TO DO:
When you copy the listing, skip the images and return each line verbatim.

SOURCE RECORDS:
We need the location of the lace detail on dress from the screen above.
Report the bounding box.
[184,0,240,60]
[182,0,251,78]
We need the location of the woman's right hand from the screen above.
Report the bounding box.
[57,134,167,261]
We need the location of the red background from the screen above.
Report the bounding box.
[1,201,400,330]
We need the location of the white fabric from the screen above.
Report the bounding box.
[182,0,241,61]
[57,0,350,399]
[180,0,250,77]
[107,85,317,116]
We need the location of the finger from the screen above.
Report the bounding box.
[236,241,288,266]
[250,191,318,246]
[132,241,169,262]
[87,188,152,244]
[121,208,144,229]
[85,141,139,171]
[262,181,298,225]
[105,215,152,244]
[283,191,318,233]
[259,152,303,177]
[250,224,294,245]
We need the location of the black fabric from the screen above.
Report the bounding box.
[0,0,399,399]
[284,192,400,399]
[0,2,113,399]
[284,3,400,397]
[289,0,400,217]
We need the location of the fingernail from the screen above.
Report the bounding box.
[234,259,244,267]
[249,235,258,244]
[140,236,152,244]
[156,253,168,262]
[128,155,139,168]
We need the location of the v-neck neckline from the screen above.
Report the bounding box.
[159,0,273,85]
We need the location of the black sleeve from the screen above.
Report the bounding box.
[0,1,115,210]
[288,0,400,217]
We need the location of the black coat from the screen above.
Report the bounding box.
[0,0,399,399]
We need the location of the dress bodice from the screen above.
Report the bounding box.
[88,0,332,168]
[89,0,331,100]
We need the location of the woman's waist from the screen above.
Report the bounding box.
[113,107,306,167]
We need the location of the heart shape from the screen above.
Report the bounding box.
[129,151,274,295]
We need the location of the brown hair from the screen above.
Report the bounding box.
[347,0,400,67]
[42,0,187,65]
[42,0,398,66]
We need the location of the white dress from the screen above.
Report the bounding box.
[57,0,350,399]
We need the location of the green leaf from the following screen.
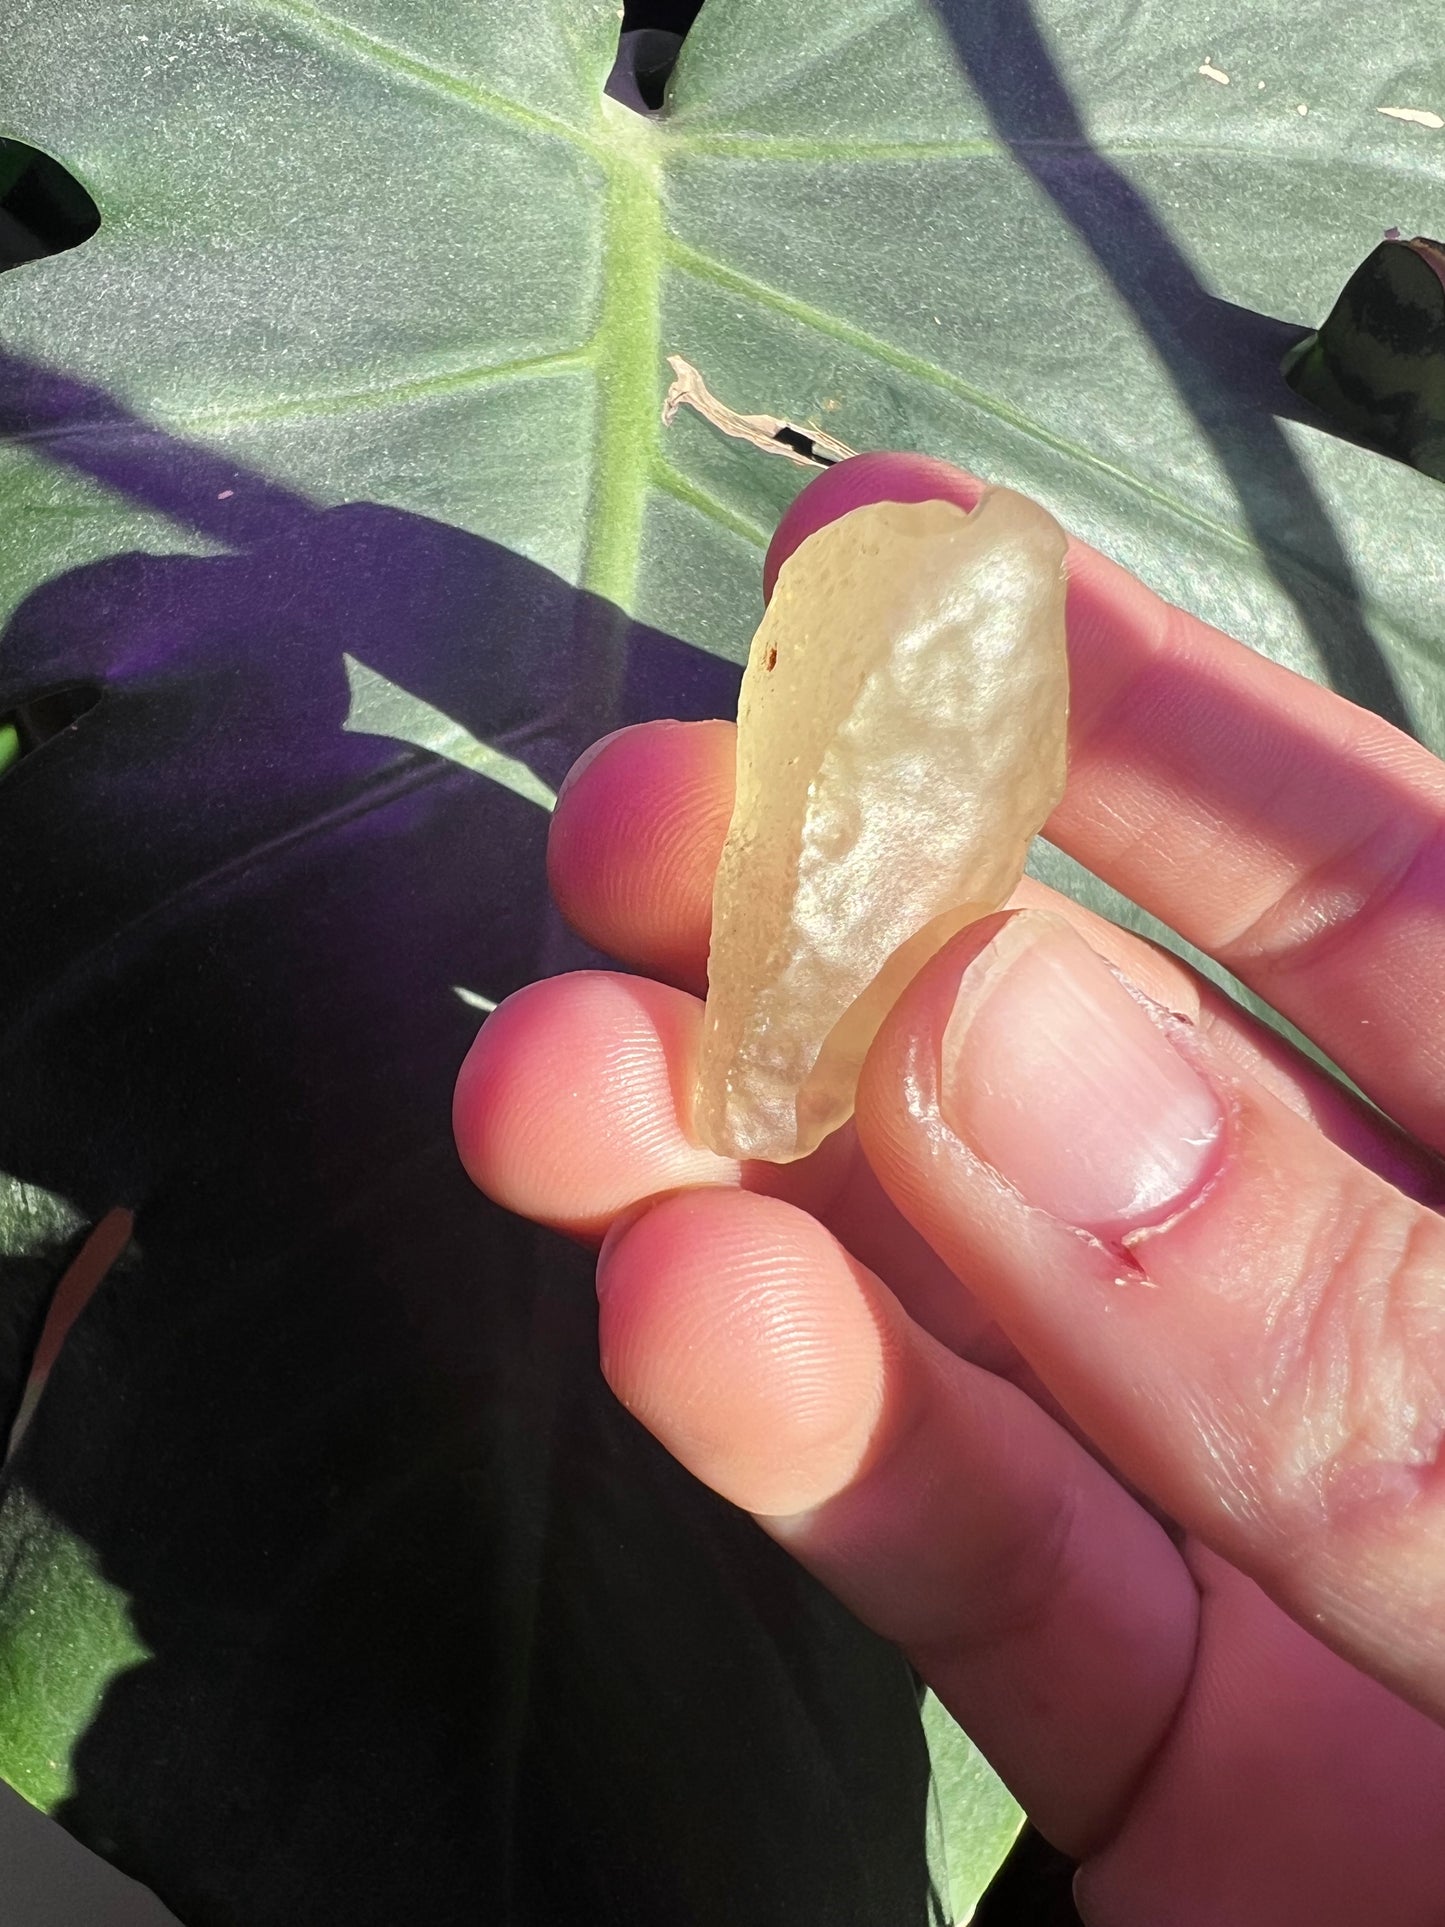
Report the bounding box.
[5,1,1445,701]
[2,2,1444,1922]
[921,1690,1024,1923]
[0,1488,149,1813]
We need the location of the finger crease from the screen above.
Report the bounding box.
[1215,816,1439,987]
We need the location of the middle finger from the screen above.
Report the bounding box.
[547,719,1442,1203]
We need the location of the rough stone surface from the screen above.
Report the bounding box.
[695,490,1069,1162]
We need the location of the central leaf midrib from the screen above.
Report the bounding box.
[579,150,663,607]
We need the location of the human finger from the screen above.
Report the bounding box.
[451,970,1013,1368]
[858,907,1445,1722]
[601,1190,1445,1922]
[546,718,735,995]
[596,1186,1196,1856]
[547,721,1442,1201]
[452,971,735,1244]
[1079,1542,1445,1925]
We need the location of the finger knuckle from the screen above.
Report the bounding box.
[1217,816,1442,988]
[1259,1187,1445,1530]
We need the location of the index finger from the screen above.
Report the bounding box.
[768,455,1445,1153]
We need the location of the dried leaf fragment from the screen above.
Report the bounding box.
[661,356,855,468]
[1378,105,1444,129]
[694,490,1069,1163]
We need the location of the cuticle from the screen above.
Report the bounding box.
[1121,1081,1235,1260]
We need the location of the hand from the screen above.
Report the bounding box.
[455,454,1445,1923]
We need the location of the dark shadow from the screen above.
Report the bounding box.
[973,1824,1083,1926]
[621,0,705,36]
[0,346,937,1927]
[929,0,1413,731]
[0,684,102,773]
[607,28,687,113]
[607,2,706,114]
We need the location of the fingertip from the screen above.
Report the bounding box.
[547,718,736,990]
[764,452,986,600]
[452,971,734,1240]
[552,721,646,812]
[595,1188,900,1518]
[452,977,547,1197]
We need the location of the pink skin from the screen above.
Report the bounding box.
[454,453,1445,1923]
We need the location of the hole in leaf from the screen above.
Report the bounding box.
[772,423,844,466]
[606,0,705,114]
[0,683,102,777]
[0,137,100,273]
[623,0,705,24]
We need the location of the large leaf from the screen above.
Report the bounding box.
[1,1,1443,1922]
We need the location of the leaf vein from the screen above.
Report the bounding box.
[668,132,1440,170]
[246,0,595,156]
[649,457,769,547]
[664,235,1262,563]
[167,348,595,433]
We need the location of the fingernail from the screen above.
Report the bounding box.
[941,913,1223,1239]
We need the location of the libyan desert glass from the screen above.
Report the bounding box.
[694,489,1069,1163]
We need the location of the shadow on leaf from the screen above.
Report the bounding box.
[0,346,938,1927]
[930,0,1413,733]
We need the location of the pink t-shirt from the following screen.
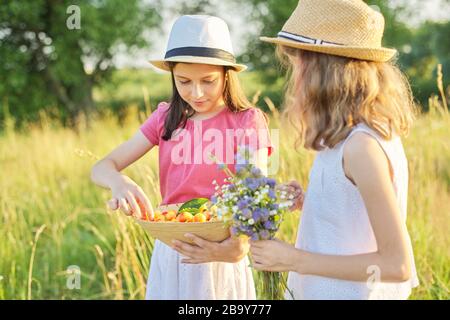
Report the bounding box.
[140,102,273,205]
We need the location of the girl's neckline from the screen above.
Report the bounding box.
[187,105,229,123]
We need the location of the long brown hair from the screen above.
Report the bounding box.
[277,45,418,151]
[161,62,253,141]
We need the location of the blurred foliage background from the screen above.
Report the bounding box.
[1,0,449,131]
[0,0,449,300]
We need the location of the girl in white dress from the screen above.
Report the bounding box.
[249,0,419,299]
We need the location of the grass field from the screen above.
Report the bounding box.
[0,72,449,300]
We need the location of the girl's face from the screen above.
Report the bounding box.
[172,63,226,114]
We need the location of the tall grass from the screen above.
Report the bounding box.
[0,74,448,300]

SOLUTION BELOW:
We need the location of the lace detail on dress from the screen above.
Report the bounding box.
[184,0,240,60]
[182,0,251,78]
We need the location of the woman's right hand from the screen above.
Report the bounding box.
[57,134,167,261]
We need the location of the red background from the screen above.
Report the bounding box.
[1,201,400,330]
We need the location of the white fabric from the screen above.
Report the bounding box.
[182,0,241,61]
[57,0,350,399]
[180,0,250,77]
[107,85,317,116]
We need the location of the finger from the screen above.
Report the bounding box.
[236,241,288,266]
[250,191,318,246]
[132,241,169,262]
[87,188,152,244]
[121,208,144,229]
[85,141,139,171]
[262,181,298,225]
[105,215,152,244]
[283,191,318,233]
[259,152,303,177]
[250,224,294,245]
We need the location of the black fabric from the screen above.
Report the bounding box.
[0,0,399,399]
[284,192,400,399]
[0,2,113,399]
[284,3,400,397]
[289,0,400,217]
We need the location of the fingernail from the screen above.
Report the bounding box.
[234,259,244,267]
[249,235,258,244]
[140,236,152,244]
[156,253,168,262]
[128,155,139,168]
We need the location of the v-neck neckline from the screen above.
Report the bounding box.
[159,0,273,85]
We need the location of the black sleeve from the screen above.
Report the bounding box.
[0,1,115,210]
[288,0,400,217]
We need the location of the black coat from the screen above.
Report the bounding box.
[0,0,399,399]
We need the location of the dress bodice from the screen above.
Report the bounding box.
[88,0,332,168]
[89,0,331,100]
We need the location of the woman's waist from the screen above.
Report the bounding box.
[113,107,306,167]
We need the location of the heart shape from the screen above.
Report the bounding box.
[129,151,274,295]
We need the location of the brown hair from the screen above.
Report the bounding box.
[347,0,400,67]
[42,0,187,65]
[42,0,398,66]
We need the location of the white dress from the screen above.
Report the bounding box.
[57,0,350,399]
We need the location of the green leaf from the following screen.
Report the bounding box.
[5,1,1445,701]
[2,2,1444,1922]
[921,1690,1024,1923]
[0,1488,149,1813]
We need the location of the finger crease from the screen above.
Report the bounding box.
[1215,816,1439,987]
We need the location of the middle finger from the screen above.
Report the bounding box.
[547,719,1442,1203]
We need the location of the rough stone surface from the screen above.
Report the bounding box.
[695,490,1069,1162]
We need the location of the central leaf midrib from the screen above.
Report the bounding box.
[579,150,663,607]
We need the location of the human finger from the screen above.
Report the bounding box.
[451,970,1013,1368]
[858,907,1445,1722]
[601,1190,1445,1922]
[546,718,735,995]
[596,1186,1196,1856]
[547,721,1442,1201]
[452,971,735,1244]
[1079,1542,1445,1925]
We need the location of the finger knuckle from the screen above.
Report the bounding box.
[1217,816,1442,988]
[1259,1187,1445,1530]
We need the location of the index finger from the screen above.
Report the bounding box.
[768,455,1445,1153]
We need the location of the dried leaf fragment from the screen above.
Report the bounding box.
[661,356,855,468]
[1378,105,1444,129]
[694,490,1069,1163]
We need the location of the cuticle from the screen above.
Report the bounding box.
[1121,1081,1235,1260]
We need the location of the hand from the screen above.
Report the bounding box.
[455,454,1445,1923]
We need the location of the dark shadow from the screen above.
Report the bounding box.
[973,1824,1083,1926]
[621,0,705,36]
[0,346,937,1927]
[929,0,1413,731]
[0,684,102,773]
[607,28,687,113]
[607,2,706,114]
We need the location of the fingertip from the screen above.
Report the bounding box.
[547,718,736,990]
[764,452,986,600]
[452,971,734,1240]
[552,721,646,812]
[595,1188,900,1518]
[452,977,547,1197]
We need the location of the pink skin from the screen above.
Report the bounding box.
[454,453,1445,1923]
We need the location of the hole in leaf from the screen above.
Report the bounding box.
[772,423,844,466]
[606,0,705,114]
[0,683,102,777]
[0,137,100,273]
[623,0,705,24]
We need the location of the large leaf from the screen above.
Report the bounding box.
[1,1,1443,1922]
We need the location of the leaf vein from the screen above.
Report the bounding box.
[668,132,1440,170]
[246,0,595,156]
[649,457,769,547]
[664,235,1262,563]
[167,348,595,433]
We need the location of the fingernail from the screen above.
Report the bounding box.
[941,913,1223,1239]
We need the location of the libyan desert glass from the screen above.
Report the bounding box.
[694,489,1069,1163]
We need the location of the shadow on leaf from the screen above.
Report the bounding box.
[0,346,938,1927]
[930,0,1413,733]
We need the location of the pink t-shirt from the following screen.
Report the bounding box.
[140,102,273,205]
We need the location of the girl's neckline from the screen above.
Report the bounding box.
[187,105,229,123]
We need the location of the long brown hair from the screen above.
Report the bounding box.
[277,45,418,151]
[161,62,253,141]
We need the location of the blurred foliage background from the screen above.
Report the bounding box.
[1,0,449,131]
[0,0,449,300]
We need the location of the girl in white dress from the screen above.
Report the bounding box.
[249,0,419,299]
We need the location of the grass field from the screen above.
Report the bounding box.
[0,72,449,300]
We need the location of the girl's face from the screen above.
Report the bounding box.
[172,63,226,114]
We need the location of the tall grass from the screen above.
Report the bounding box.
[0,74,448,300]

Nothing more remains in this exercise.